WHAT NEEDS TO BE DONE
Send back the entries below exactly as they appear.

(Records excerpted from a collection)
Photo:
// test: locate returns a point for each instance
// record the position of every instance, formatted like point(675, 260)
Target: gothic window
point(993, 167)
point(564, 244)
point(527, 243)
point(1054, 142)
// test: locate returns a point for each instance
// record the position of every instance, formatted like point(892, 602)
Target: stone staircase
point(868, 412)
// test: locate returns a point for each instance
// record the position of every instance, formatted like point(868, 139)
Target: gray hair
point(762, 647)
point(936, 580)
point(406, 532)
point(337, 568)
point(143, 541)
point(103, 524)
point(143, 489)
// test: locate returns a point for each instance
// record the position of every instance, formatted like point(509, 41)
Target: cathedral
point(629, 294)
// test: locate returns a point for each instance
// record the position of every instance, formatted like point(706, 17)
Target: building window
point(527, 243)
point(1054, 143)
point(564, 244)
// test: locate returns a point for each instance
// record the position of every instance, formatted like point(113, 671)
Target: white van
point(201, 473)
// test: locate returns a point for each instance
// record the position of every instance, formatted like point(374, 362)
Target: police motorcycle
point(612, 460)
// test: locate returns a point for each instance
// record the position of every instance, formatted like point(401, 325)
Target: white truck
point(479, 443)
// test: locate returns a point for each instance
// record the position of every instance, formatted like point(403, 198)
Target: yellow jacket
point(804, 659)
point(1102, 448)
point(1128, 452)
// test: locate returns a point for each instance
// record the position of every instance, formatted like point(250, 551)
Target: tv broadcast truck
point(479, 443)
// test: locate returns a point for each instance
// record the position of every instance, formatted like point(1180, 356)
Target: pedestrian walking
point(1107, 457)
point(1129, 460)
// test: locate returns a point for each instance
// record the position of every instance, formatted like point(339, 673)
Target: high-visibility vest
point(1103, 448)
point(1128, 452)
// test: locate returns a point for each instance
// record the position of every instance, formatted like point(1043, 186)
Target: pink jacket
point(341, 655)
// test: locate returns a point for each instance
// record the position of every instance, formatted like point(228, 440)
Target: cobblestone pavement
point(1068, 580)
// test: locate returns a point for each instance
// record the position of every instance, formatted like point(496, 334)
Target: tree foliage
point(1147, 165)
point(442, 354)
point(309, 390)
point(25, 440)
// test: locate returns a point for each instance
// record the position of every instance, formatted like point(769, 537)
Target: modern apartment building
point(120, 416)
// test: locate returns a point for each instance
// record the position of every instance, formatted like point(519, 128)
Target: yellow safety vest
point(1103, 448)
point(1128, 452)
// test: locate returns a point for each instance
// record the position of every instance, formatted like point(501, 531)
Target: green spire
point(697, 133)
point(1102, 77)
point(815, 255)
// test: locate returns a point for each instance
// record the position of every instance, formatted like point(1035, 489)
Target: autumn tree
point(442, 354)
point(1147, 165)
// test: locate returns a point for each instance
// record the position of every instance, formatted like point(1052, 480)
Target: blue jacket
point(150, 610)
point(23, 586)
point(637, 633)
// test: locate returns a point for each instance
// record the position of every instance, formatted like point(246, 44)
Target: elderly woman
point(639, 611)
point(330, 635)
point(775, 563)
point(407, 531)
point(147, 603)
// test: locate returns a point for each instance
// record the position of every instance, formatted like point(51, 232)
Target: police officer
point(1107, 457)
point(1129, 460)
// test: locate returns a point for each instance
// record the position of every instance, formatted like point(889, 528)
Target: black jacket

ANSWER TO THE PROBLEM
Photo:
// test: locate returns a point for each instance
// record the position of every instance, formatted like point(675, 260)
Target: gothic window
point(993, 167)
point(564, 244)
point(527, 243)
point(1054, 142)
// test: locate returns a point for each instance
// record the position of every instance, formatted like point(892, 602)
Target: stone staircase
point(868, 412)
// test: locate returns a point for each instance
// record the position of every instance, formatted like point(868, 139)
Target: gray hair
point(762, 647)
point(936, 580)
point(406, 532)
point(337, 568)
point(143, 541)
point(103, 524)
point(143, 489)
// test: locate returns a point for each instance
// record the position of every instance, formatted like point(509, 41)
Target: cathedral
point(629, 294)
// test: locate returns a point for each instance
// record the position of every instance, formatted like point(706, 17)
Target: building window
point(527, 243)
point(1054, 143)
point(564, 244)
// test: locate returns a point for each instance
// record the position of every instance, formatted like point(113, 671)
Target: white van
point(201, 473)
// test: locate returns a point for each instance
// record the position of every instance, formatted like point(374, 362)
Target: police motorcycle
point(612, 460)
// test: locate returns a point for each instance
// record the position of every instance, formatted like point(401, 325)
Target: white truck
point(479, 443)
// test: locate returns a point for each instance
// record the position of every instance, formatted like point(403, 198)
Target: yellow jacket
point(804, 659)
point(1102, 448)
point(1128, 452)
// test: locate returns a point for each instance
// record the position of every instance, formatted like point(250, 551)
Target: tv broadcast truck
point(479, 443)
// test: locate returns a point for each instance
// record the position of every instance, formatted like point(1180, 356)
Target: pedestrian walking
point(1107, 457)
point(1129, 460)
// test: locate returns a point for each instance
// record the position of every instance, formatted like point(339, 673)
Target: high-visibility vest
point(1103, 448)
point(1128, 452)
// test: locate returns a point for each instance
// record the position of every instance, formatted like point(1043, 186)
Target: pink jacket
point(341, 655)
// test: locate returns a point for each instance
// record the position of every instance, formatted like point(228, 440)
Target: cobblestone pavement
point(1068, 580)
// test: locate returns a point for each instance
// record the position of every instance, formatted like point(496, 334)
Target: tree foliage
point(1147, 165)
point(442, 354)
point(309, 390)
point(25, 440)
// test: locate returns a point for each instance
// record the position of every instance, formatted like point(769, 537)
Target: modern apartment building
point(120, 416)
// test: locate returns a point for each instance
// record the position of every instance, formatted like point(519, 128)
Target: yellow safety vest
point(1103, 448)
point(1128, 452)
// test: locate returns a point for each instance
// record the position of every instance, formatted like point(501, 531)
Target: green spire
point(697, 133)
point(1102, 77)
point(815, 255)
// test: locate returns a point for each instance
// record the position of every instance, formatted like point(1035, 489)
Target: autumn tree
point(442, 354)
point(1147, 165)
// test: locate returns a point for each instance
// record the position of every instance, formatted like point(1052, 480)
Target: blue jacket
point(150, 610)
point(23, 586)
point(637, 633)
// test: locate returns a point for each instance
// record the position of every instance, formatted like point(246, 44)
Target: elderly woman
point(639, 611)
point(330, 635)
point(775, 563)
point(407, 531)
point(147, 603)
// test: locate returns a point for each instance
// record the position of every instance, formatted like point(51, 232)
Target: police officer
point(1107, 457)
point(1129, 460)
// test: locate returns a point for each instance
// record the position of every instance, formatted like point(889, 528)
Target: black jacket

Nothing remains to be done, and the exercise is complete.